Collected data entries
^^^^

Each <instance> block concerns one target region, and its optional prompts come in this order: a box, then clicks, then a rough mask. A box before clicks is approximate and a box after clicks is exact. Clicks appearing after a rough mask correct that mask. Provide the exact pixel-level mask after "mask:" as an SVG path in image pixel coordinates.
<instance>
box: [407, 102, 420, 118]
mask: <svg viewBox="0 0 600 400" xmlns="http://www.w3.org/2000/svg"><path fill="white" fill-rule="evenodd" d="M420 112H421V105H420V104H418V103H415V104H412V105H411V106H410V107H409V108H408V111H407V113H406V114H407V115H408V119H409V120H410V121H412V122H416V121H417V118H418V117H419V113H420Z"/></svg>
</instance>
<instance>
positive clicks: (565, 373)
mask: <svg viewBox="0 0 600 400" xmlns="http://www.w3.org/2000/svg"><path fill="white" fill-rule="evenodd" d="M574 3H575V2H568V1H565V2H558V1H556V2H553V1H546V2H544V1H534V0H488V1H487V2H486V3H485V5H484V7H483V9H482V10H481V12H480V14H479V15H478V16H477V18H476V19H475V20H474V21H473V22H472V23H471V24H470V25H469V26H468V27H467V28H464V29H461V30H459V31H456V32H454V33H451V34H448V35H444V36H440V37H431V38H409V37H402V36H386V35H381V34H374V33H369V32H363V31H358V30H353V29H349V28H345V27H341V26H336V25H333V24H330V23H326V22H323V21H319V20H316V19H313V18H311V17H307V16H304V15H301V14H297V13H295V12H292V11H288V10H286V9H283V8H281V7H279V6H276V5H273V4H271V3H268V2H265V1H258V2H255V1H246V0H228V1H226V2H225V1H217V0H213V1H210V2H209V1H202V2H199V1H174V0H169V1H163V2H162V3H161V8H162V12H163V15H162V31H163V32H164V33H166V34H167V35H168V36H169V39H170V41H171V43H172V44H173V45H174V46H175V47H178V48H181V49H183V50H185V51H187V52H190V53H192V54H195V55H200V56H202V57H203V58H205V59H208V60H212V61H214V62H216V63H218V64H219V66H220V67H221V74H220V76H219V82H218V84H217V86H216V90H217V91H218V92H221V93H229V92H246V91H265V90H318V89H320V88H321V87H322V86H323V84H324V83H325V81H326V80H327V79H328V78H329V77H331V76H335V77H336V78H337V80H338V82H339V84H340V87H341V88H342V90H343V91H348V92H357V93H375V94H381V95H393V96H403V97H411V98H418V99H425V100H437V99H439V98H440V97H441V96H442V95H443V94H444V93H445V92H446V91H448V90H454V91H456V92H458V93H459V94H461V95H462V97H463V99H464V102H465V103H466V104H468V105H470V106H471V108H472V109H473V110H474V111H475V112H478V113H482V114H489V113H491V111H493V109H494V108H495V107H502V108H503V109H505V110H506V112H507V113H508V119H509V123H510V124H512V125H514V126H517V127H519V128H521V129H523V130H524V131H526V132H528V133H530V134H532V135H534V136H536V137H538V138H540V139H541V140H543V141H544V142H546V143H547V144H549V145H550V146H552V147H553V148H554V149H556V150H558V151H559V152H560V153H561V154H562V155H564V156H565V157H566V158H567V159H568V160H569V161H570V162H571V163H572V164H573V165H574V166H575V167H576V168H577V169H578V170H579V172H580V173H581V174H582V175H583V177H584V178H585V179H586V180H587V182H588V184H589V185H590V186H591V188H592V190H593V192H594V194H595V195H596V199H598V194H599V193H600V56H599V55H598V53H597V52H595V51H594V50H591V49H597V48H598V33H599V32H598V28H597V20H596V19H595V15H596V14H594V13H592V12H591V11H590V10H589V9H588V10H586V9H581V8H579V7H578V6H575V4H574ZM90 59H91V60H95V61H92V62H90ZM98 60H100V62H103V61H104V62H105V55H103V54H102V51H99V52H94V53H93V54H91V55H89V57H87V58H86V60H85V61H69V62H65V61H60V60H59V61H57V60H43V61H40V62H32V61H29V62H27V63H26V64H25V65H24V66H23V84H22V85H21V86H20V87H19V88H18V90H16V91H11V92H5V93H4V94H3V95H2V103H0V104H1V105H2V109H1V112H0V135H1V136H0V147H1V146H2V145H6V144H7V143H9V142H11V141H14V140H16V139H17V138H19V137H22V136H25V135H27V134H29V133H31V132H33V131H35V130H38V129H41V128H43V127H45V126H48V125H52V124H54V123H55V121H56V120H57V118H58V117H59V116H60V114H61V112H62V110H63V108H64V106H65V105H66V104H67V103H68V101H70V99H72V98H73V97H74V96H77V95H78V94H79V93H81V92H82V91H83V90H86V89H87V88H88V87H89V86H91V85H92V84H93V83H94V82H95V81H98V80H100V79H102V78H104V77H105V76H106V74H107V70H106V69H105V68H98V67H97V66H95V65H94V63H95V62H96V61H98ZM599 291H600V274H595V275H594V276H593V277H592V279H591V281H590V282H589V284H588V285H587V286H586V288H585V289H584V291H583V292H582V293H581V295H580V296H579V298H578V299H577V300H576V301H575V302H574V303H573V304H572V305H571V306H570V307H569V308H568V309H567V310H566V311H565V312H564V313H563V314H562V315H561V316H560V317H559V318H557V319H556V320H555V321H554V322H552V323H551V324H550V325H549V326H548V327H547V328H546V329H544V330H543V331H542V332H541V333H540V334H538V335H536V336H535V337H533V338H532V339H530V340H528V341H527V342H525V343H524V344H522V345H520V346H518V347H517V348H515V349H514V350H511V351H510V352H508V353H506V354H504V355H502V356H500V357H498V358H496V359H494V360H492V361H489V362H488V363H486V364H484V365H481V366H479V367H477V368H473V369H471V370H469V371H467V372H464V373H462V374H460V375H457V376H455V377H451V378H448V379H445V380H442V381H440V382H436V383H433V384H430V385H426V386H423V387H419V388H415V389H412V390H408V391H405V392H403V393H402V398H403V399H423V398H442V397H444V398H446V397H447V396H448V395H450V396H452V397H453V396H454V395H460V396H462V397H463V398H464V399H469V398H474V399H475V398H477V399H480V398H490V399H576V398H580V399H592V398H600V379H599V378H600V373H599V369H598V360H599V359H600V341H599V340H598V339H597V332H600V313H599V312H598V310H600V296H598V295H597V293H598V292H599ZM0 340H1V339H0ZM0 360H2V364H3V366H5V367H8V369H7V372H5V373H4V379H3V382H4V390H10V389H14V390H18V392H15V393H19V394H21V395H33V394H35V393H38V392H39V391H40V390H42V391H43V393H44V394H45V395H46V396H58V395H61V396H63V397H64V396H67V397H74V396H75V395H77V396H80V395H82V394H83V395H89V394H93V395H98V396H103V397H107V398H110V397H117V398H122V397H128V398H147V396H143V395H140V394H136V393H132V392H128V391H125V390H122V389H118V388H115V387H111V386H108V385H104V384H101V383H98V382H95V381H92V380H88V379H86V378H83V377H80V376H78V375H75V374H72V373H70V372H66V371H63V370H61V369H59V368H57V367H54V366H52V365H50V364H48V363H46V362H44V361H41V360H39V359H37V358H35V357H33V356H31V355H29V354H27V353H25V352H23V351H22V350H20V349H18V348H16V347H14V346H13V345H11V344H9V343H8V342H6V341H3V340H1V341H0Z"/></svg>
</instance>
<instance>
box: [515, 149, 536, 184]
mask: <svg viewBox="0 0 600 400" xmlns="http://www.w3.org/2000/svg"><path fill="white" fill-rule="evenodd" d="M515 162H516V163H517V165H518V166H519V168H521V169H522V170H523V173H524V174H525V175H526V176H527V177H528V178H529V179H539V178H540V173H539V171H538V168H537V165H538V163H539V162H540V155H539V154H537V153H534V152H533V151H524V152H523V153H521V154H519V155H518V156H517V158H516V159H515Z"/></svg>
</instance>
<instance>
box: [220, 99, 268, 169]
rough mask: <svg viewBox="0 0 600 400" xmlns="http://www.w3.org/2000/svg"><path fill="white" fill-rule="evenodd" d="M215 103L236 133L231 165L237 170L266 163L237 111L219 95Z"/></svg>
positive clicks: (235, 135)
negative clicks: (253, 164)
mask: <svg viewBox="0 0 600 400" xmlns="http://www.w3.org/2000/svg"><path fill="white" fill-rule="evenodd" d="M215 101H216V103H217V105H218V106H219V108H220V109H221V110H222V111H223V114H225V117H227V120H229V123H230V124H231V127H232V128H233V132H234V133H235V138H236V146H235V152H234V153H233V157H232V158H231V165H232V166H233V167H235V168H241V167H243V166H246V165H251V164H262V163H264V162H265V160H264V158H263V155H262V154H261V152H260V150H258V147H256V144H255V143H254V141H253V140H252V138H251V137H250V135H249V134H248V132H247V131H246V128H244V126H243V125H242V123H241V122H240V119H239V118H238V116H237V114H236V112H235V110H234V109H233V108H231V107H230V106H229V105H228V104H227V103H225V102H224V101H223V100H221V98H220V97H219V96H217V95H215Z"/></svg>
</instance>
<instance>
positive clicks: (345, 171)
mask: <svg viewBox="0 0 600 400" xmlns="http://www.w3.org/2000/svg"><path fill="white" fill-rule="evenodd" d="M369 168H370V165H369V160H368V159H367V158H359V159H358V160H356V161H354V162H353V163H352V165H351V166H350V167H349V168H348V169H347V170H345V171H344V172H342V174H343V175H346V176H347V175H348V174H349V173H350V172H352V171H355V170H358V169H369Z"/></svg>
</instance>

^^^^

## [WHAT IS NEEDED]
Your task is to copy every line of the entries that contains the string "positive".

## [RESULT OF THIS TASK]
positive clicks: (565, 373)
positive clicks: (235, 135)
positive clicks: (345, 171)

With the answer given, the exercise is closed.